→ **WHAT THE EXERCISE ASKS**: Give every line of the material again, exactly as written.
#####
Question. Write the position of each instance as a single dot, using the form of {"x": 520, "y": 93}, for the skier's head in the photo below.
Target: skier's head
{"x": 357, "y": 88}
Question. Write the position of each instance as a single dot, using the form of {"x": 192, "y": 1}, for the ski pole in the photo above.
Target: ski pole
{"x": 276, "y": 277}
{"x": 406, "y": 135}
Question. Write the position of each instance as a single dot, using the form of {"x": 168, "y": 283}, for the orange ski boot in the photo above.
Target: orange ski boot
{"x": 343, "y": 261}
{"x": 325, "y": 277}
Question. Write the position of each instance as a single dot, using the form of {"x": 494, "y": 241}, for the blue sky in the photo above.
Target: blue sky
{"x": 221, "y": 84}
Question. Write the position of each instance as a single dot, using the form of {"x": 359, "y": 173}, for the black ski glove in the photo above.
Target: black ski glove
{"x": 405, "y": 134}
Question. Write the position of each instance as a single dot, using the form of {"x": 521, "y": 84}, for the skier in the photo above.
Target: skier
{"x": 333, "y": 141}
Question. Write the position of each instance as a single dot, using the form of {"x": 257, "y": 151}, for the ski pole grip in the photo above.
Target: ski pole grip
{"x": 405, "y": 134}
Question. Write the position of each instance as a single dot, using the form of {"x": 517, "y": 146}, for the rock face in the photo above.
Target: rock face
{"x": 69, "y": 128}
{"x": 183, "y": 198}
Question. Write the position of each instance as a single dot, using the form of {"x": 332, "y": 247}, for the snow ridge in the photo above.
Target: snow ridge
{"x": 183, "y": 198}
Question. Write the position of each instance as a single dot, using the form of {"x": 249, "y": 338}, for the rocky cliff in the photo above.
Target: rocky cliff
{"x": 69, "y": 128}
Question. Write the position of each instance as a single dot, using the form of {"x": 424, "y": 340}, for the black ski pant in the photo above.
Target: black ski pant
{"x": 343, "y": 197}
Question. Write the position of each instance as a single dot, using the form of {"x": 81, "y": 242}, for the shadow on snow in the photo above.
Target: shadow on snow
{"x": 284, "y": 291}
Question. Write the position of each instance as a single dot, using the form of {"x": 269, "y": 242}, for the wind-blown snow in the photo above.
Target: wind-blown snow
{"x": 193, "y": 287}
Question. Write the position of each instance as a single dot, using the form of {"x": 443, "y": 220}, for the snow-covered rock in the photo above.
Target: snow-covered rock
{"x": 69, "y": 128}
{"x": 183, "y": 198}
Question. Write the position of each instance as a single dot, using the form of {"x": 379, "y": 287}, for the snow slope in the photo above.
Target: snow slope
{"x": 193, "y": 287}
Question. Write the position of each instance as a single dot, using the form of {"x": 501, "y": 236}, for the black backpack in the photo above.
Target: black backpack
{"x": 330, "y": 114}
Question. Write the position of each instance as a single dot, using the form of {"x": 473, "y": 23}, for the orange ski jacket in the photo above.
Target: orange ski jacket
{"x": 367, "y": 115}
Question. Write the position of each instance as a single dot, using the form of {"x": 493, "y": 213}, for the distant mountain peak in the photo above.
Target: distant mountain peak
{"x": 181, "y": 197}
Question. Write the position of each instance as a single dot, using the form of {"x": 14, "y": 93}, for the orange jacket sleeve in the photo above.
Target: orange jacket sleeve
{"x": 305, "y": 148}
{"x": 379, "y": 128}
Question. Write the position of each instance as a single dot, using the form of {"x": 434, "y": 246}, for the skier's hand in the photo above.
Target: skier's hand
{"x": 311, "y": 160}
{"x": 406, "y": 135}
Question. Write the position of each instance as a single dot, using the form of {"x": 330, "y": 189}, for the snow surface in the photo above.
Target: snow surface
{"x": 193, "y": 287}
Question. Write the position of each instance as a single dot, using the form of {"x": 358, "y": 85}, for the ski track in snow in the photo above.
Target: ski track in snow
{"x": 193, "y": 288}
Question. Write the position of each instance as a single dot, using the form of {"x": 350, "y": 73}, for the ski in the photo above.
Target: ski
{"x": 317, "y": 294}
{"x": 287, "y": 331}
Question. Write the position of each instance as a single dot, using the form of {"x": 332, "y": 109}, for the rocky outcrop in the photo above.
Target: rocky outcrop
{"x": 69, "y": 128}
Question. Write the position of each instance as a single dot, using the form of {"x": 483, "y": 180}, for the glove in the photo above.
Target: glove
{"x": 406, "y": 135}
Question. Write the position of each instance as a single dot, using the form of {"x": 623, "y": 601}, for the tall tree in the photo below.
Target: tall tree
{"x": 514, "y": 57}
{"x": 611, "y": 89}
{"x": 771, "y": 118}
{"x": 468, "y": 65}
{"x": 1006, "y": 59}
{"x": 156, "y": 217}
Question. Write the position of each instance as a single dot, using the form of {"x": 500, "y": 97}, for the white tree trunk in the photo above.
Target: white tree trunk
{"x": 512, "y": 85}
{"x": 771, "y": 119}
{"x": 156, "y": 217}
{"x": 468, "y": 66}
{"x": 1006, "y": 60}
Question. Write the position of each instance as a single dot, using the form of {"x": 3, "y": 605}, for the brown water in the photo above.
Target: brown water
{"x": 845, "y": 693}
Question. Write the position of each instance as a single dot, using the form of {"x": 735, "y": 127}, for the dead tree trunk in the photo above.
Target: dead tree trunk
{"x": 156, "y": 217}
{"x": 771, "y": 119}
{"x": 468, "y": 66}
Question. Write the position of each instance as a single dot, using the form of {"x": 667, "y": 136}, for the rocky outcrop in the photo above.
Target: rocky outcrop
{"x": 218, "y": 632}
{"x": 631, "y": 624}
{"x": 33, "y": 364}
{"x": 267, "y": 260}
#####
→ **FINAL RESULT**:
Question. Write the position of each instance as a single dot, using the form of {"x": 520, "y": 93}, for the skier's head in the photo below.
Target: skier's head
{"x": 357, "y": 88}
Question. Write the position of each instance as a single dot, using the form of {"x": 192, "y": 1}, for the ski pole in the photo above.
Target: ski pole
{"x": 276, "y": 277}
{"x": 406, "y": 135}
Question. Write the position of each instance as a single dot, using the form of {"x": 168, "y": 283}, for the orange ski boot in the photo above.
Target: orange ski boot
{"x": 343, "y": 261}
{"x": 325, "y": 277}
Question. Write the position of each instance as a single dot, using the form of {"x": 494, "y": 241}, for the blue sky in the photo above.
Target: blue sky
{"x": 221, "y": 84}
Question. Write the position of each instance as a single dot, using the form of {"x": 359, "y": 173}, for the black ski glove in the photo above.
Target: black ski glove
{"x": 405, "y": 134}
Question. Write the position of each instance as a single dot, using the form of {"x": 521, "y": 84}, for the skier in the photo above.
Target: skier
{"x": 333, "y": 141}
Question. Write the position of each instance as a single dot, using the form of {"x": 257, "y": 151}, for the ski pole grip in the photo above.
Target: ski pole grip
{"x": 405, "y": 134}
Question. Write the position of each instance as a single dot, using the form of {"x": 517, "y": 146}, for the rock face in the photo above.
Target: rock face
{"x": 69, "y": 128}
{"x": 183, "y": 198}
Question. Write the position of each instance as a single dot, using the form of {"x": 332, "y": 247}, for the snow ridge in the photo above.
Target: snow ridge
{"x": 183, "y": 198}
Question. Write the position of each instance as a single dot, using the form of {"x": 249, "y": 338}, for the rocky cliff in the photo above.
Target: rocky cliff
{"x": 69, "y": 128}
Question. Write the position of each instance as a single dot, using the form of {"x": 424, "y": 340}, for the black ski pant in the photo above.
Target: black ski pant
{"x": 343, "y": 197}
Question. Write the position of each instance as a single dot, using the form of {"x": 81, "y": 242}, for the shadow on snow in the photo above.
Target: shadow on snow
{"x": 284, "y": 291}
Question. Write the position of each instance as a single dot, using the form of {"x": 269, "y": 242}, for the wind-blown snow in the photo above.
Target: wind-blown snow
{"x": 193, "y": 287}
Question. Write the position of each instance as a single dot, using the form of {"x": 443, "y": 220}, for the snow-covered rock in the photo above.
Target: snow-covered rock
{"x": 69, "y": 128}
{"x": 183, "y": 198}
Question. Write the position of each instance as a single dot, using the form of {"x": 379, "y": 287}, for the snow slope in the photo above.
Target: snow slope
{"x": 193, "y": 287}
Question. Write the position of each instance as a single dot, using the form of {"x": 501, "y": 236}, for the black backpack in the photo above.
Target: black backpack
{"x": 330, "y": 114}
Question. Write the position of each instance as a single dot, using the form of {"x": 473, "y": 23}, for the orange ski jacket in the photo above.
Target: orange ski jacket
{"x": 367, "y": 115}
Question. Write the position of each instance as a single dot, using the form of {"x": 493, "y": 213}, for the distant mountain peak in the photo above.
Target: distant mountain peak
{"x": 181, "y": 197}
Question. Write the position of each instance as a single dot, using the form of {"x": 14, "y": 93}, for the orange jacket sleeve in the photo above.
Target: orange jacket sleeve
{"x": 305, "y": 148}
{"x": 379, "y": 128}
Question. Write the position of each instance as a single dot, using the form of {"x": 434, "y": 246}, for the skier's hand in the photo above.
Target: skier's hand
{"x": 311, "y": 160}
{"x": 406, "y": 135}
Question. Write the position of each instance as a single dot, using the form of {"x": 330, "y": 189}, for the snow surface in the photo above.
Target: snow surface
{"x": 193, "y": 287}
Question. Write the position of each instance as a single dot, using the form of {"x": 358, "y": 85}, for the ski track in snow in the photo above.
Target: ski track in snow
{"x": 193, "y": 288}
Question. Write the position of each instance as a single dot, using the form of {"x": 350, "y": 73}, for the ski in the photo above.
Target: ski
{"x": 317, "y": 294}
{"x": 287, "y": 331}
Question. Write the position of each instance as a single dot, using the form of {"x": 332, "y": 109}, for the rocky outcrop in the photo above.
Target: rocky outcrop
{"x": 69, "y": 128}
Question. Write the position of each instance as a single dot, using the form of {"x": 483, "y": 180}, for the glove in the photo above.
Target: glove
{"x": 406, "y": 135}
Question. Write the position of each instance as a single dot, using the form of {"x": 623, "y": 601}, for the tall tree in the photo below.
Target: tall tree
{"x": 514, "y": 57}
{"x": 611, "y": 89}
{"x": 771, "y": 118}
{"x": 468, "y": 65}
{"x": 1006, "y": 59}
{"x": 156, "y": 217}
Question. Write the position of each instance as a single dot, using the form of {"x": 500, "y": 97}, for the white tree trunk in the photo above.
Target: white tree trunk
{"x": 512, "y": 85}
{"x": 771, "y": 119}
{"x": 156, "y": 217}
{"x": 468, "y": 66}
{"x": 1006, "y": 60}
Question. Write the position of each instance as a single dot, using the form of {"x": 3, "y": 605}, for the brown water in the photo above.
Target: brown water
{"x": 845, "y": 693}
Question. Write the position of each instance as a single dot, using the form of {"x": 735, "y": 127}, for the dead tree trunk in the photo above.
Target: dead tree trunk
{"x": 156, "y": 217}
{"x": 771, "y": 119}
{"x": 468, "y": 66}
Question. Write the position of each instance as a single dot, using the form of {"x": 667, "y": 136}, for the rocky outcrop in the photo above.
Target: rocky outcrop
{"x": 218, "y": 632}
{"x": 631, "y": 624}
{"x": 33, "y": 364}
{"x": 267, "y": 260}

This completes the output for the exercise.